▸ Pasaje citado
---*---

Años después, una generosa conversa estadounidense, Mary Pyle, compró ese campo para construir un seminario menor para los capuchinos. Y en él entró como novicio, a los 14 años, el padre Giovanni Aurilia, quien con el tiempo sería secretario personal del Padre Pío en San Giovanni Rotondo y hoy ejerce como párroco en la iglesia de la Inmaculada Concepción en el barrio neoyorquino del Bronx. El padre Aurilia, rebautizado ahora como John, lleva desde 1973 en Estados Unidos, adonde llegó para atender a la población inmigrante italiana en distintas zonas del país.
El padre Seán Connelly ha charlado con él largamente sobre el Padre Pío, conversación que resume en Catholic World Report.
Él le conoció porque en los años 50 el convento del Padre Pío ya era un lugar de peregrinación y los seminaristas acudían anualmente. Allí se congregaban miles de personas que esperaban hasta dos semanas pada confesarse con él, labor a la que dedicaba 16 horas diarias.
El padre Aurilia le saludó por primera vez cuando tenía 15 años y, llevado de un impulso juvenil, retuvo su mano intentando ver los estigmas con sus propios ojos. El ya anciano religioso la retiró con energía: “¡Duele! ¿Te enteras?”
Cientos de cartas
Le vio más veces otros años y las cosas fueron mucho mejor. De hecho, tras su ordenación y mientras se encontraba en su destino como profesor en otro seminario capuchino, en 1967 le propusieron incorporarse durante las vacaciones de verano al equipo de secretarios del Padre Pío, que traducían y respondían los cientos de cartas que recibía desde todo el mundo.
Es sabido que el santo tuvo el don de leer las conciencias, con el que sorprendió a muchos penitentes a quienes recordaba pecados que no habían confesado. También le sirvió para adivinar cosas imposibles, como una de la que fue testigo el padre Aurilia.
Una vez él mismo le llevó una carta escrita por una madre de Milán que se preguntaba si su hijo sería médico o sacerdote. Al acercarse a él, antes de abrir la boca para explicarle nada, el Padre Pío le dijo de golpe: “Dile que su hijo será un buen médico”.

---*---

▸ Datos disponibles
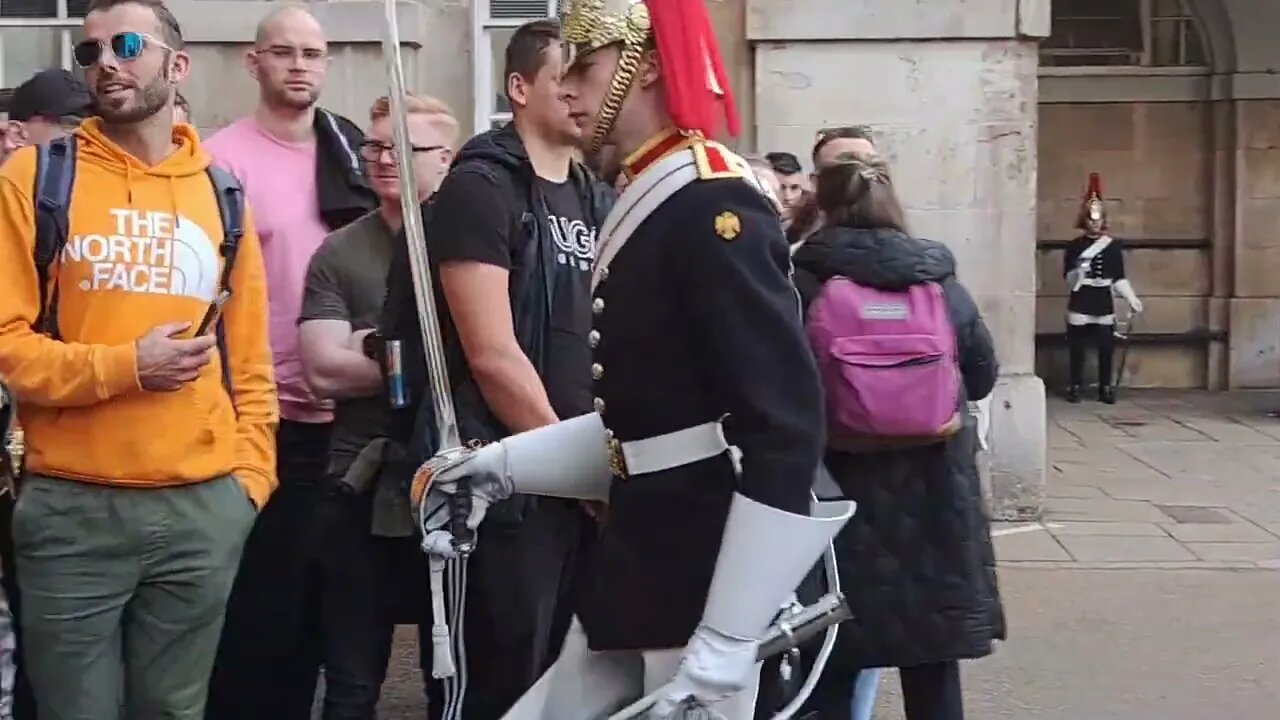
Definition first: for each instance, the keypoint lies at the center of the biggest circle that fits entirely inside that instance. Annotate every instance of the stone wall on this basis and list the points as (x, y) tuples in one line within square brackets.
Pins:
[(1255, 309)]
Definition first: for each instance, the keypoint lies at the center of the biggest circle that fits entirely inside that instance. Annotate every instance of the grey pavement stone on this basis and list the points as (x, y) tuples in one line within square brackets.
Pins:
[(1166, 565), (1069, 490), (1068, 509), (1111, 548), (1168, 431), (1038, 546), (1130, 645), (1233, 532), (1124, 529), (1226, 431), (1194, 514), (1251, 551)]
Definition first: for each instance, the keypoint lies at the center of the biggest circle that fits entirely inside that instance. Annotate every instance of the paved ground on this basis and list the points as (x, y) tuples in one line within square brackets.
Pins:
[(1150, 589)]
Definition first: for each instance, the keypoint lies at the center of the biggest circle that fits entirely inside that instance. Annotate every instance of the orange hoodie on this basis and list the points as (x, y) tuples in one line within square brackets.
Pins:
[(142, 250)]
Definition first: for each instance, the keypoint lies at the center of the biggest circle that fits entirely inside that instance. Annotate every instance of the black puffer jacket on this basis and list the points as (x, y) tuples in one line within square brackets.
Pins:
[(915, 561)]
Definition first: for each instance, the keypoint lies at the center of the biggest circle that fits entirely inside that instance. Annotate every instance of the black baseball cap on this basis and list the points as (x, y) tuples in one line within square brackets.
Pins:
[(51, 92)]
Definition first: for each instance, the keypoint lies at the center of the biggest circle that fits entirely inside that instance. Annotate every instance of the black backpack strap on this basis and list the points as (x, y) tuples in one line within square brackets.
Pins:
[(231, 208), (55, 174)]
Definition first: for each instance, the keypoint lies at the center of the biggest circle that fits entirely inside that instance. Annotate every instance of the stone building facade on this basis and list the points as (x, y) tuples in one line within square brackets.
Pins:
[(992, 114)]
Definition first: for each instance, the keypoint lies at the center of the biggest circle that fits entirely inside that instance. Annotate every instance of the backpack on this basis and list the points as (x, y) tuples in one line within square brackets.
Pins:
[(888, 364), (55, 176)]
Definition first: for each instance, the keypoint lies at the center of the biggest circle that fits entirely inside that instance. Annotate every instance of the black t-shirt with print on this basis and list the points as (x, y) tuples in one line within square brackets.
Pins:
[(476, 217)]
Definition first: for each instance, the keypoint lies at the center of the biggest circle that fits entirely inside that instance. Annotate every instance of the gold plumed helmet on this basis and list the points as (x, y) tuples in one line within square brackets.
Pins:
[(694, 78)]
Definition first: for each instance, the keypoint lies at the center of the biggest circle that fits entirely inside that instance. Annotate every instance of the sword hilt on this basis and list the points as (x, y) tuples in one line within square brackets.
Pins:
[(460, 510)]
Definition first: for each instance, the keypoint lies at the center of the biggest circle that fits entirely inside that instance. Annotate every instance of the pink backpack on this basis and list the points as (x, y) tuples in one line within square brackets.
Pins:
[(888, 364)]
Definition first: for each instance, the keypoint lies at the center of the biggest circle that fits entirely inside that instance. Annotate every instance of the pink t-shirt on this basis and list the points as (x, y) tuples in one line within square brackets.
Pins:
[(279, 182)]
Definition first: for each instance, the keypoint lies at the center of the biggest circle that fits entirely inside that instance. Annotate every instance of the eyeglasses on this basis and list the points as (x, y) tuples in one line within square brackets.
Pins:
[(312, 57), (371, 150), (126, 46)]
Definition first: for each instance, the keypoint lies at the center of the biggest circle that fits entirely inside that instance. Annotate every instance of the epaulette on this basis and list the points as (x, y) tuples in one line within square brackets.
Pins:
[(717, 162)]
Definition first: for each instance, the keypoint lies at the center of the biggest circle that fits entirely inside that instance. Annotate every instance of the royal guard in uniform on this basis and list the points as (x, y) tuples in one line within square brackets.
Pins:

---*---

▸ Qué se pide
Enumera, por favor, todas las personas a las que el pasaje sobre el Padre Pío nombra con nombre propio. Los registros no cumplen ninguna función en este ejercicio.

▸ Respuesta del ejercicio
- Mary Pyle
- Giovanni Aurilia (rebautizado como John)
- el Padre Pío
- Seán Connelly